(Records contained in a dataset)
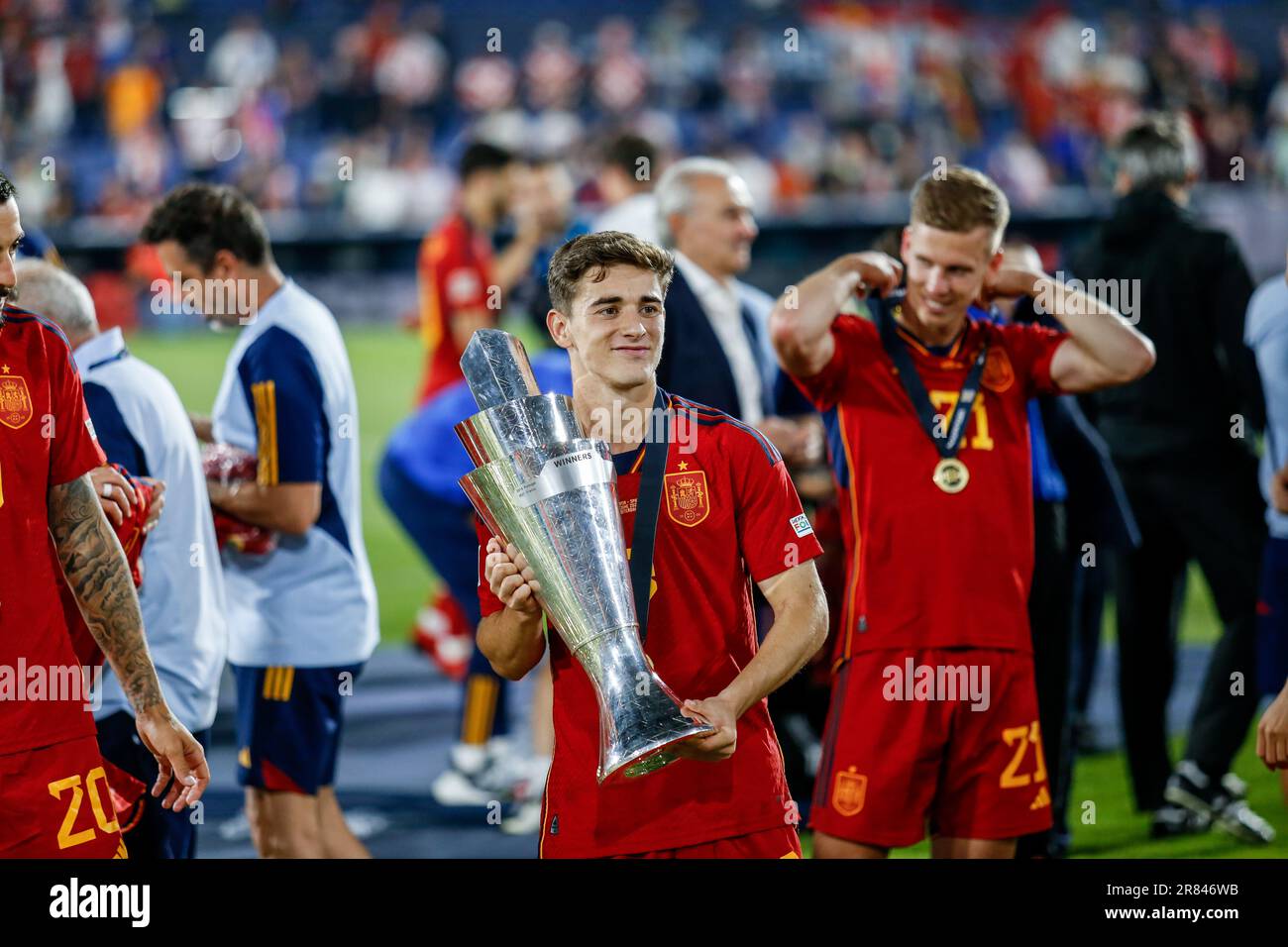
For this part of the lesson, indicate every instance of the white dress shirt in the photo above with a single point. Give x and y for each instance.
(720, 302)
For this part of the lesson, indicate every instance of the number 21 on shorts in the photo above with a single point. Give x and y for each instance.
(1021, 738)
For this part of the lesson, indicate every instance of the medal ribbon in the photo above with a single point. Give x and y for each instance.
(897, 348)
(647, 506)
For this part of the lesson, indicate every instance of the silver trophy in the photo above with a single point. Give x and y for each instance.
(544, 486)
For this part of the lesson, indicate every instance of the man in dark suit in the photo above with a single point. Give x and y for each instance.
(1078, 510)
(716, 346)
(1181, 440)
(717, 354)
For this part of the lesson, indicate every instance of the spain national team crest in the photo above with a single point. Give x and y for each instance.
(14, 401)
(999, 373)
(849, 792)
(687, 499)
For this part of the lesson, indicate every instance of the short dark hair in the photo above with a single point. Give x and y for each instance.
(205, 219)
(592, 254)
(1155, 153)
(623, 153)
(483, 157)
(960, 198)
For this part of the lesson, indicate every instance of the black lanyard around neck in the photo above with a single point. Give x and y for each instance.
(647, 506)
(951, 440)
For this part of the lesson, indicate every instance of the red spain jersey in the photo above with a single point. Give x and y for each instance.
(927, 569)
(454, 273)
(46, 440)
(729, 515)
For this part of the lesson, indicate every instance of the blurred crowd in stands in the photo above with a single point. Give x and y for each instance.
(360, 111)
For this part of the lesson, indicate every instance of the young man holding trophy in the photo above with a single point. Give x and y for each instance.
(704, 508)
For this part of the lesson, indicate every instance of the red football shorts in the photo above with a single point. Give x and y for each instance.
(939, 738)
(55, 802)
(769, 843)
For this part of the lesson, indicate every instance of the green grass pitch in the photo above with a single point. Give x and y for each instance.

TASK PROMPT —
If pictures appear in the data, do not print them; repeat the rest exactly.

REPLY TO THE EXERCISE —
For this part of the lesson, indicate every instance of the white dress shirt in the photo above with a single point. Give x and y for each instance.
(720, 302)
For this part of the lesson, indicate every instance of the number 21 on shorts in the photo above with a single point. Give x and y for each instance.
(1021, 738)
For this part of the lesson, indicate every instance of the medal ribbon in the photo above with a single point. Give x and y for each instance.
(897, 348)
(647, 506)
For this part of the lesson, indicate every instance of the silver trophy in the photo above with a single point. Give x and y for each instance.
(544, 486)
For this part of the lesson, indicate every instance of the man in dark suit in the photo above with a single point. Give x and y for each instance.
(1078, 510)
(716, 346)
(1181, 440)
(717, 354)
For this part of the lesson, indicate every instance of the spain national team crest in the photo above with a single point. Give x and y for each instance.
(14, 401)
(999, 373)
(849, 792)
(687, 499)
For this part of the lesson, indicate every instance of the short dark hair in the photo above with a single point. Give x and y for each instance.
(205, 219)
(592, 254)
(1155, 153)
(623, 153)
(483, 157)
(960, 198)
For this part of the lesson, indicate every instance of the black lanyard around neck in the photo above with a single point. Give x and y for each instance.
(647, 506)
(951, 440)
For this part of the lesson, indicate every instance of the red spain jersey in the photo above with a single point. Give x and y for each instance.
(927, 569)
(454, 273)
(46, 440)
(729, 515)
For this part of the lesson, indicate every instance of the blurred crowd in stands in the photo above with a single point. Give x and y for each instance.
(360, 111)
For this part of the lesson, indicate every instance of the young man holding trophy in the photo above with a single point. Give x and y for each instance.
(704, 508)
For this part of the lesson, indicate every instance of the red football shorts in the photo above with a single point. Give x and y for each instance.
(939, 738)
(55, 802)
(769, 843)
For this part of the lesson, indicate every instance of the green grass pitch in the photo above with a single point. Give x and y for each instance.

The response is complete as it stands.